What to work on — Rewrite all of the entries below, replacing "single pixel" with "one pixel" everywhere it occurs and leaving everything else unchanged.

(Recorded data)

==================================================

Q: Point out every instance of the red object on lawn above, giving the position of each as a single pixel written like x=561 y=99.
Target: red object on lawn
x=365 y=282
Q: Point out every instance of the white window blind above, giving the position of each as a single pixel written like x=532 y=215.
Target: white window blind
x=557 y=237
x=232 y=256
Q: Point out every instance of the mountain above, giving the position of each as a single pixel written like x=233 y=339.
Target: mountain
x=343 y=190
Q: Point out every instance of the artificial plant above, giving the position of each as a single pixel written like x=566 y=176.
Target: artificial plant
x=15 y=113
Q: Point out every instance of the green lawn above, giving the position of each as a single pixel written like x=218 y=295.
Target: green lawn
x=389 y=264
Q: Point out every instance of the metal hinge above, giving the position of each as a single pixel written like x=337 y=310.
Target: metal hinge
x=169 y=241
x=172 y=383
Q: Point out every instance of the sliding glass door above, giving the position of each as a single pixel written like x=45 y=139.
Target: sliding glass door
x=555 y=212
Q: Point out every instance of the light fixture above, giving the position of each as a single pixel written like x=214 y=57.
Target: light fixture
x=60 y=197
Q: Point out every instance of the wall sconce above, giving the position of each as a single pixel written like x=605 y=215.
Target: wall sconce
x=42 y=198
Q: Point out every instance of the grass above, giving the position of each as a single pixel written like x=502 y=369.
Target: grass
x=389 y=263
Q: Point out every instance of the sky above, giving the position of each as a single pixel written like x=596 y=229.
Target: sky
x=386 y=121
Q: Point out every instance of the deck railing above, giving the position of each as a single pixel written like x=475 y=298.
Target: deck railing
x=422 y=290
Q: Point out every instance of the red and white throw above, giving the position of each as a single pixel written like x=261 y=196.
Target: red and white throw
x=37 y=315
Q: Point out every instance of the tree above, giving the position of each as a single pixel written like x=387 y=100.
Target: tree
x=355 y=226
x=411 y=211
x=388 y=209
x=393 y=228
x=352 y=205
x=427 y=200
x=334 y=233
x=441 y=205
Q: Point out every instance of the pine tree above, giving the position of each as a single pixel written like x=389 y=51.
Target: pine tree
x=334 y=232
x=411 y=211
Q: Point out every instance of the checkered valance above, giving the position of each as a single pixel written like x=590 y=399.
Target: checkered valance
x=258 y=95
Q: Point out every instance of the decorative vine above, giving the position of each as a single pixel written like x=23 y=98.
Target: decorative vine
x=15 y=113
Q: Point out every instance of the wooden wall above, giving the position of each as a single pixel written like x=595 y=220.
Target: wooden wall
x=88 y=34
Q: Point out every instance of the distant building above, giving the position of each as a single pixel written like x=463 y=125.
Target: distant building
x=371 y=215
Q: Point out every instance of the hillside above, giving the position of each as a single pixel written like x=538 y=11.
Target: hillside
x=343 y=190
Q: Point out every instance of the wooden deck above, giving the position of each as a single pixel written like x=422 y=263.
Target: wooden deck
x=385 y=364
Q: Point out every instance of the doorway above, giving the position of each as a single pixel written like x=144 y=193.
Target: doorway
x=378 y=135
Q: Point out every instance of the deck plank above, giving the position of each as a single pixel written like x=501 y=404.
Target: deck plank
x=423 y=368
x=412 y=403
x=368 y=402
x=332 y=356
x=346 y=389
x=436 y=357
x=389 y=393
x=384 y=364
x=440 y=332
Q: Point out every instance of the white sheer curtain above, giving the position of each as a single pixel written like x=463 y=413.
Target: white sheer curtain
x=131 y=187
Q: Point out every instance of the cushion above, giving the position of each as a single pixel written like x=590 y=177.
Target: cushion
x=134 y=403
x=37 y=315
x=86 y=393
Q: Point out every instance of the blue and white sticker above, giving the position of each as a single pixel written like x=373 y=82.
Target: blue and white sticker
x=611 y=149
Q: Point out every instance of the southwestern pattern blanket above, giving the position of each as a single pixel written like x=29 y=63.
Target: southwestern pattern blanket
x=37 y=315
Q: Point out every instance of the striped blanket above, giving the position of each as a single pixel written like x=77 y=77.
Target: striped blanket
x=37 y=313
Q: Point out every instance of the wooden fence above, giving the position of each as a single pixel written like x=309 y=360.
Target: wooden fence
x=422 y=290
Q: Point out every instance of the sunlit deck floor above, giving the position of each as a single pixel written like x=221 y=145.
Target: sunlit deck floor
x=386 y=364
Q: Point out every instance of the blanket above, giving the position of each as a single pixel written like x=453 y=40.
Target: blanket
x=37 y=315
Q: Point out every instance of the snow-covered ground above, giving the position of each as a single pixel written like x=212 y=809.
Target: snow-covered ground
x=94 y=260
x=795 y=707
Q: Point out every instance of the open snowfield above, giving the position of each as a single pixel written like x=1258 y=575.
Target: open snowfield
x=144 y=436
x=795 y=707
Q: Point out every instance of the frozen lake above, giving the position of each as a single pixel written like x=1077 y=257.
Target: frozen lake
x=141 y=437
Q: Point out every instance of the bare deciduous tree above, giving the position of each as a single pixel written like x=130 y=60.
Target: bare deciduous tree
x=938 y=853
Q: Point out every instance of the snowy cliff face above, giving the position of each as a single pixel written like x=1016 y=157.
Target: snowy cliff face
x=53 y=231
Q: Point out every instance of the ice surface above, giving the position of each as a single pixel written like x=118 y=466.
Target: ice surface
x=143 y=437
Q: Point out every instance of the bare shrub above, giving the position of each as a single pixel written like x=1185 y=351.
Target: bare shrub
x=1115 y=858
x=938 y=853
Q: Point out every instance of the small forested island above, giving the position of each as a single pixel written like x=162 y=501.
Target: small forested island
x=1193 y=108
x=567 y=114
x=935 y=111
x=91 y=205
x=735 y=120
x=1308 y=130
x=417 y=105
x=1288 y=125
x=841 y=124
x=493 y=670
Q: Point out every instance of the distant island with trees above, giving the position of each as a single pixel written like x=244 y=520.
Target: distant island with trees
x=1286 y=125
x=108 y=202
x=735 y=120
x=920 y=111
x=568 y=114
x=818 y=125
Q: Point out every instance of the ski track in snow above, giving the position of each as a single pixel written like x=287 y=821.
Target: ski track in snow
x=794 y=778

==================================================

Completed task —
Q: Point out every instance of the red object on lawn above, giving the position of each as a one pixel written like x=561 y=99.
Target: red object on lawn
x=365 y=282
Q: Point out every instance of the white window blind above, giving the position of each as a one pixel written like x=532 y=215.
Target: white window blind
x=557 y=237
x=232 y=256
Q: Point out every instance of the mountain above, giving the position of each as a one pixel written like x=233 y=339.
Target: mountain
x=343 y=190
Q: Point out every instance of the artificial plant above, giving the position of each as a one pixel written like x=566 y=176.
Target: artificial plant
x=15 y=113
Q: Point out every instance of the green lawn above, giving the position of each as a one pixel written like x=218 y=295.
Target: green lawn
x=389 y=264
Q: Point out every instance of the metal hinge above, giving the position of each as a one pixel written like x=337 y=310.
Target: metal hinge
x=169 y=241
x=172 y=383
Q: Point out every instance of the sliding glass door above, giving the position of each as a one pixel written like x=45 y=139.
Target: sliding glass door
x=555 y=212
Q: Point out every instance of the light fixture above, giving the position of each as a one pixel written like x=214 y=57.
Target: light fixture
x=60 y=197
Q: Point out every instance of the wall sconce above, giving the position of each as a one pixel written like x=605 y=215.
Target: wall sconce
x=42 y=198
Q: Point out every instance of the grass above, giving the position of each as a one pixel written like x=502 y=369.
Target: grass
x=389 y=263
Q: Point out every instance of the sky above, giving the position of each as a one pixel written like x=596 y=229.
Target: sky
x=386 y=121
Q: Point out every instance of the deck railing above, giving the position of each as a one pixel written like x=475 y=298.
Target: deck railing
x=422 y=290
Q: Point out every instance of the red and white throw above, giving the position of each as a one pixel written like x=261 y=196.
Target: red and white throw
x=37 y=315
Q: Point out every instance of the tree above, giving the position of each as a one pixel written like x=387 y=100.
Target: tree
x=355 y=226
x=411 y=211
x=388 y=209
x=393 y=228
x=352 y=205
x=427 y=200
x=334 y=233
x=441 y=205
Q: Point out every instance of the pine tree above, giving the position of each as a one pixel written like x=389 y=51.
Target: pine tree
x=334 y=232
x=411 y=211
Q: Point out every instance of the checkered valance above, giving the position of each as a one pixel written like x=590 y=399.
Target: checkered valance
x=258 y=95
Q: Point out every instance of the decorative vine above, giving the position of each as a one pixel written like x=23 y=98.
Target: decorative vine
x=15 y=113
Q: Point out every instance of the wooden wall above, giving the position of each as a one pixel written like x=595 y=220.
Target: wooden wall
x=88 y=34
Q: Point out every instance of the distant building above, giving the position of each as a one pixel written like x=463 y=125.
Target: distant building
x=371 y=215
Q: Point out every instance of the hillside above, giving the position of each as a one pixel written like x=538 y=11.
Target: hillside
x=343 y=190
Q: Point out every instance of the wooden deck above, giving the position of each as a one pixel written like x=422 y=263.
Target: wooden deck
x=385 y=364
Q: Point out every instance of the doorway above, giving the position of each as a one pixel written like x=144 y=193.
Target: doorway
x=378 y=135
Q: Point out every instance of the deck plank above, giving the position of each as a one pixel written like x=501 y=404.
Target: deck plank
x=423 y=368
x=412 y=403
x=368 y=402
x=332 y=356
x=346 y=389
x=436 y=357
x=389 y=393
x=384 y=364
x=440 y=332
Q: Point out every instance of the white sheer curtain above, giving the position of each as a one pixel written like x=463 y=413.
Target: white sheer curtain
x=131 y=187
Q: Point out every instance of the cushion above, giving the position of each as a one pixel written like x=590 y=177.
Target: cushion
x=134 y=403
x=37 y=315
x=86 y=393
Q: Point out every instance of the blue and white sticker above, giving the position of each as a one pixel written like x=373 y=82.
Target: blue and white sticker
x=611 y=149
Q: Point out every instance of the southwestern pattern blanket above, giving the position of each as a one pixel written like x=29 y=63.
Target: southwestern pattern blanket
x=37 y=315
Q: Point out every instance of the striped blanket above, giving the position of each as a one pixel written like x=77 y=77.
Target: striped blanket
x=37 y=313
Q: Point out every instance of the wooden fence above, giving the position of each as a one pixel written like x=309 y=360.
Target: wooden fence
x=422 y=290
Q: Point out every instance of the sunlit deck floor above, giving the position of each as a one pixel written like x=221 y=145.
Target: sunlit deck floor
x=386 y=364
Q: Point out every instance of the blanket above, giving the position of each as a one pixel written like x=453 y=40.
Target: blanket
x=37 y=315
Q: Point out every instance of the snow-covered ground above, giving the position of each as a one pixel written like x=212 y=809.
Target: snow-covered ground
x=94 y=260
x=795 y=707
Q: Point out every instance of the open snowfield above, giving the position of each as a one pixel written like x=1258 y=575.
Target: open snowfield
x=144 y=436
x=795 y=707
Q: Point out every instance of the frozen lake above, giving the position of each as a one pixel written like x=1077 y=257.
Target: frozen lake
x=141 y=437
Q: Point out every instance of the bare deciduous tree above, giving the position of each as a one pixel written like x=130 y=60.
Target: bare deciduous tree
x=938 y=853
Q: Point out every instance of the snowy cliff face above, giving the position of each as a one pixel written like x=1016 y=157.
Target: snowy cliff face
x=53 y=231
Q: Point out every instance of the ice surface above, giving the position of each as a one pixel written like x=118 y=466.
Target: ice surface
x=143 y=437
Q: Point out every instance of the bare shrub above, giving the position of each as a one pixel written like x=1185 y=351.
Target: bare shrub
x=1115 y=858
x=938 y=853
Q: Point out every instance of the small forested island above, giving the position of each as a one pixel written like x=162 y=501.
Target: small forested island
x=1193 y=108
x=567 y=114
x=935 y=111
x=91 y=205
x=735 y=120
x=1308 y=130
x=417 y=105
x=1288 y=125
x=841 y=124
x=493 y=670
Q: Point out every instance of the distant island with trees above, giving the position of each as a one pixel written like x=244 y=520.
Target: distant island with trees
x=1286 y=125
x=108 y=202
x=735 y=120
x=920 y=111
x=568 y=114
x=818 y=125
Q: Point out every instance of the ski track in snow above, giving the position of each as a one pixel written like x=287 y=821.
Target: ski track in snow
x=794 y=778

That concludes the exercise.